No other director or executive officer serves pursuant to any arrangement or understanding between him or her and any other person. There are no family relationships between any of our directors or executive officers.

Meetings and Committees of the Board of Directors

The Board of Directors currently has two committees: (i) an Audit Committee, and (ii) a Compensation Committee. The Board of Directors does not have a formal nominating committee, and all decisions regarding director nominations are addressed by the entire Board of Directors.

The Company’s Board of Directors met 17 times during 2010. No current director attended less than 75% of the aggregate of all meetings of the Board of Directors and all Committees on which he served during the 2010 fiscal year.

All current members of the Board of Directors are “independent” as defined in NASDAQ Marketplace Rule 5605 other than Berth Milton, the Company’s Chairman, Eric Johnson, Chief Executive Officer of Entruphema Inc., a subsidiary of the Company, and Ilan Bunimovitz, who served as the Company’s CEO from April 2009 until July 2010.

> _WRITTEN TASK_
Please answer these questions using the board of directors text:
(a) Which committees does the Board of Directors currently have?
(b) How many times did the Board of Directors meet during 2010?
(c) Who served as the Company's CEO from April 2009 until July 2010?

> _DATASET ENTRIES_
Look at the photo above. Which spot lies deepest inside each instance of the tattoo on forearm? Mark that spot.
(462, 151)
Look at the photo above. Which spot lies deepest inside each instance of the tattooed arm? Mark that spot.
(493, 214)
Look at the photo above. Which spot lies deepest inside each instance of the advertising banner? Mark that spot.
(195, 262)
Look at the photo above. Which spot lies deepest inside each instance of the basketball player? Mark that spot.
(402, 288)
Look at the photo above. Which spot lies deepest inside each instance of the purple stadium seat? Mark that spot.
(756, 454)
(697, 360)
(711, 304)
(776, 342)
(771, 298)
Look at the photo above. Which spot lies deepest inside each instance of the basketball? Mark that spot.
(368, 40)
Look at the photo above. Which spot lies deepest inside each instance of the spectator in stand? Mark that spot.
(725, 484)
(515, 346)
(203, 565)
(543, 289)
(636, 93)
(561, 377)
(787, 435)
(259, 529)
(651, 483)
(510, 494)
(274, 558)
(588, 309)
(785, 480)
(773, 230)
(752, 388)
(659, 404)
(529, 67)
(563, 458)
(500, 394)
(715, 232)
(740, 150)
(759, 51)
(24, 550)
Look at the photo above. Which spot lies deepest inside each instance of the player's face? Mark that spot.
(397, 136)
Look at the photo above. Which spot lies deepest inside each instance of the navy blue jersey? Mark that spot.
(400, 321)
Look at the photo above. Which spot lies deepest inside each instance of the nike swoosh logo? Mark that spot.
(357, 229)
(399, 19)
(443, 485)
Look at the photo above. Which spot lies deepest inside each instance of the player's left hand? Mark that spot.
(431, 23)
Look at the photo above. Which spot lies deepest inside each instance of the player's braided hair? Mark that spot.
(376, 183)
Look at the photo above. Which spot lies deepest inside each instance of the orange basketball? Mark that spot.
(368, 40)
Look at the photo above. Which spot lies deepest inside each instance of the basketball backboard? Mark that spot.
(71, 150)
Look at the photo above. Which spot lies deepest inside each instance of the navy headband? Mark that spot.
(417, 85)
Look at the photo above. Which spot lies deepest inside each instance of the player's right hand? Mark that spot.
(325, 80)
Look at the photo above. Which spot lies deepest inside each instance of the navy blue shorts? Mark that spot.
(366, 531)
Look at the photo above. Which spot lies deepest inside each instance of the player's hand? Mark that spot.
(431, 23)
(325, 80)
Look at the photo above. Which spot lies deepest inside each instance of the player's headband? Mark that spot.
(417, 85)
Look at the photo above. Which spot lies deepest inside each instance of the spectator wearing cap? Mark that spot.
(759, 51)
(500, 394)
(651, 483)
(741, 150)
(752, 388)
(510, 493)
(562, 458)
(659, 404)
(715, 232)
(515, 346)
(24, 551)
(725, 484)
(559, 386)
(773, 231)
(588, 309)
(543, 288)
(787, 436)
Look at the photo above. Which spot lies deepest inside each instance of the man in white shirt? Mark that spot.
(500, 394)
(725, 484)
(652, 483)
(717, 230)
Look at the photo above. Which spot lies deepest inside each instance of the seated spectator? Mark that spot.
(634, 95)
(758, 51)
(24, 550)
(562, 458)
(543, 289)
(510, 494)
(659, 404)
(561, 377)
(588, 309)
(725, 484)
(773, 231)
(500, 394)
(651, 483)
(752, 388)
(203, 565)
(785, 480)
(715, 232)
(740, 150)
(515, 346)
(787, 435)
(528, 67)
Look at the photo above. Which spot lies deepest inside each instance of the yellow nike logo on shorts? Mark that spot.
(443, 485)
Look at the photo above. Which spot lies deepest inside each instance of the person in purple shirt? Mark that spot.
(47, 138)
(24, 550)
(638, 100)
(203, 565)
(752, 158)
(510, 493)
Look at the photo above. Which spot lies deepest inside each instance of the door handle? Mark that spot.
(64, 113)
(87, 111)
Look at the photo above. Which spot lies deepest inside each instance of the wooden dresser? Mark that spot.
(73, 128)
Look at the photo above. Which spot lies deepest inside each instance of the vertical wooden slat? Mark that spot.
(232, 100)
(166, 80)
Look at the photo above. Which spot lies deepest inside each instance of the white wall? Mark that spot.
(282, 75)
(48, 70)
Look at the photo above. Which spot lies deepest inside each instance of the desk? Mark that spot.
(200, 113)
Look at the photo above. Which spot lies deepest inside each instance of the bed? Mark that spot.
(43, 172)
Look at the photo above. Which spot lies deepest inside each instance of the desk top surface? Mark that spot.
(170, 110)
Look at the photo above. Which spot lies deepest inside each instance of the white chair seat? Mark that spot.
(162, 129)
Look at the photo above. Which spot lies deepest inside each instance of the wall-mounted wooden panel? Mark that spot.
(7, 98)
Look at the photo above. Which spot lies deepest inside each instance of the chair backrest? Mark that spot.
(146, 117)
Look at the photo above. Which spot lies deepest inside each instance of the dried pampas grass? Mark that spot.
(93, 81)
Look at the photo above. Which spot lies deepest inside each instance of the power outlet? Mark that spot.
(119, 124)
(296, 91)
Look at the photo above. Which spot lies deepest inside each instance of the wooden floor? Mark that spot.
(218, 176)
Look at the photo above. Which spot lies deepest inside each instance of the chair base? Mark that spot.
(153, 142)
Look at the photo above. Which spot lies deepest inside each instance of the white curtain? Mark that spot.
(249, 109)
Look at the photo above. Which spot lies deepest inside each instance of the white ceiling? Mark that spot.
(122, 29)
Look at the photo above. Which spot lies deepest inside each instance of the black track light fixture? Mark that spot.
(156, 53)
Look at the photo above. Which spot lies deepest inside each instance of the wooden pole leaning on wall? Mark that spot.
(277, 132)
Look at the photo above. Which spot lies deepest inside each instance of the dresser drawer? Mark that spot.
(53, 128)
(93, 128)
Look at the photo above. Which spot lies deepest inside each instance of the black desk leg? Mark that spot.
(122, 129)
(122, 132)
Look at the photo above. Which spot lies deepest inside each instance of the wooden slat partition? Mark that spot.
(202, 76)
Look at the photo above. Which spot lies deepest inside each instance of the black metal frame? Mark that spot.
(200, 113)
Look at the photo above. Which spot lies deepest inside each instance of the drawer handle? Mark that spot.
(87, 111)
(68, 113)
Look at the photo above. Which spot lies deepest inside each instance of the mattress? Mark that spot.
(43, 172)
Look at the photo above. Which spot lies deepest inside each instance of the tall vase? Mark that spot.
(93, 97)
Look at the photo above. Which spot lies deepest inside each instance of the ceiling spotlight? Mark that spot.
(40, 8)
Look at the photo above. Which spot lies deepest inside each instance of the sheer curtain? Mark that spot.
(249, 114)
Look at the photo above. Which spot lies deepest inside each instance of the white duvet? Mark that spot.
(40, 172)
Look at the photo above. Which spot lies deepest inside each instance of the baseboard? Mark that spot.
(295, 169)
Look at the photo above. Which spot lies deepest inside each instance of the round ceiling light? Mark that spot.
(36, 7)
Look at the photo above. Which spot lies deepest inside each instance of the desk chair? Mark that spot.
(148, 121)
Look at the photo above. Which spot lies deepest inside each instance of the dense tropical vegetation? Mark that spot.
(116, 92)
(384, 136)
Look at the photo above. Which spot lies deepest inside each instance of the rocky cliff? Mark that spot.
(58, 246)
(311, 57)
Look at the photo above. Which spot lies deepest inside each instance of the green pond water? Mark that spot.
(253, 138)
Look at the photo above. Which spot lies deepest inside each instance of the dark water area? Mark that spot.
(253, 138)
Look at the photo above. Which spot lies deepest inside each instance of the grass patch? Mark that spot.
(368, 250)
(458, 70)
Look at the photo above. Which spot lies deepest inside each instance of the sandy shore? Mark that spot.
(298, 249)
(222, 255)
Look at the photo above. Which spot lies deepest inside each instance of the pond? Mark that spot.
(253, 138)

> _OUTPUT_
(a) An Audit Committee and a Compensation Committee
(b) 17 times
(c) Ilan Bunimovitz